(Supplied entries)
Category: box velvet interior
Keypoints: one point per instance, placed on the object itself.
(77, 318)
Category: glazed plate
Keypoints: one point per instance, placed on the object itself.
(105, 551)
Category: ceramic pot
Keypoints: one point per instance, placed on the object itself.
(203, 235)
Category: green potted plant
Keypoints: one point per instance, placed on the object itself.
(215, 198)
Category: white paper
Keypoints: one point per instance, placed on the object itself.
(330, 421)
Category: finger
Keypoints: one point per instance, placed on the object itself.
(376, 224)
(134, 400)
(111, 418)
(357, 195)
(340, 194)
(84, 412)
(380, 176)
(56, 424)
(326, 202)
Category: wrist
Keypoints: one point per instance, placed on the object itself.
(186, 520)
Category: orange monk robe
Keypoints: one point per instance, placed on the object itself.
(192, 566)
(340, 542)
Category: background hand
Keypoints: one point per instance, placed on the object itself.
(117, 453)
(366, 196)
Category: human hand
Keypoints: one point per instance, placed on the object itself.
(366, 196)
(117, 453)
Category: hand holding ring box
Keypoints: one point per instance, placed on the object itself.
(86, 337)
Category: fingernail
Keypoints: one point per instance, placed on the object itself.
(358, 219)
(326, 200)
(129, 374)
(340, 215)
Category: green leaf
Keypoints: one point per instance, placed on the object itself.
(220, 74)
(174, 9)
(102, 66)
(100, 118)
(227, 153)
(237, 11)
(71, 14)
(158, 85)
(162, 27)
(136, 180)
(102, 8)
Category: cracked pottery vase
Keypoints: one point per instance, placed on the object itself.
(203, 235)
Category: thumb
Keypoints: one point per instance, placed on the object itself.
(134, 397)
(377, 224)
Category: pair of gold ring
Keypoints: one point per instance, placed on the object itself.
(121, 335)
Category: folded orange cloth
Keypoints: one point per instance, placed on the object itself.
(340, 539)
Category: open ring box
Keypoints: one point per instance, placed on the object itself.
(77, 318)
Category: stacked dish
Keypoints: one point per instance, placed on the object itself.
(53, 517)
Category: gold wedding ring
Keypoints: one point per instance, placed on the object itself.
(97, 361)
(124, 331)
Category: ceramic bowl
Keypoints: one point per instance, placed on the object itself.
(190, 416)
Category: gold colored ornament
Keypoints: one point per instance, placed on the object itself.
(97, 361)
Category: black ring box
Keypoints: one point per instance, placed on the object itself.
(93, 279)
(End Supplied entries)
Exercise |
Please give every entry again, precisely as it appears.

Written answer |
Category: box velvet interior
Keypoints: one point per instance, placed on the object itself.
(77, 318)
Category: glazed plate
Keypoints: one point per instance, placed on the object itself.
(105, 551)
Category: ceramic pot
Keypoints: one point per instance, placed on the object itself.
(203, 235)
Category: green potted plant
Keypoints: one point per instance, placed on the object itself.
(215, 198)
Category: white paper
Keypoints: one point per instance, placed on the object itself.
(330, 421)
Category: finger
Keypoints: one point per instance, placed on the object itself.
(376, 224)
(134, 400)
(111, 418)
(357, 195)
(340, 194)
(84, 412)
(380, 176)
(56, 424)
(326, 202)
Category: wrist
Keypoints: one point per instance, placed on the object itself.
(186, 520)
Category: orange monk robe
Keypoints: one point per instance, placed on the object itself.
(192, 566)
(340, 542)
Category: background hand
Keypoints: one point per instance, placed on the object itself.
(117, 453)
(366, 196)
Category: human hand
Keypoints: one point per instance, placed on the object itself.
(366, 196)
(117, 453)
Category: hand holding ring box
Keypoints: one point per instance, placed on the object itself.
(86, 337)
Category: fingernail
Keypoints: one point per instance, placed on the object itself.
(358, 219)
(326, 200)
(129, 374)
(340, 215)
Category: green leaf
Keypoints: one point per instance, placed on the object itself.
(220, 74)
(174, 9)
(102, 66)
(100, 118)
(227, 153)
(237, 11)
(71, 14)
(158, 85)
(162, 27)
(136, 180)
(102, 8)
Category: cracked pottery vase
Keypoints: one point per instance, placed on the object itself.
(203, 235)
Category: thumb
Keypoints: one point per instance, placed on the object itself.
(134, 397)
(377, 224)
Category: pair of gold ring
Keypoints: one point per instance, placed on the object itself.
(121, 335)
Category: folded orange cloth
Keypoints: one point per instance, placed on the object itself.
(340, 539)
Category: open ring box
Keypoints: one point per instance, placed on the object itself.
(77, 318)
Category: stacked dish
Keypoints: one point per instance, placed on the object itself.
(53, 517)
Category: gold wedding ring
Keypoints: one point per instance, placed on the object itself.
(97, 361)
(124, 331)
Category: ceramic bowl
Keypoints: one point per instance, placed on the object itself.
(190, 416)
Category: gold colored ornament
Keypoints: one point per instance, placed on the object itself.
(97, 361)
Category: black ring box
Keypoints: one point per instance, placed on the object itself.
(93, 279)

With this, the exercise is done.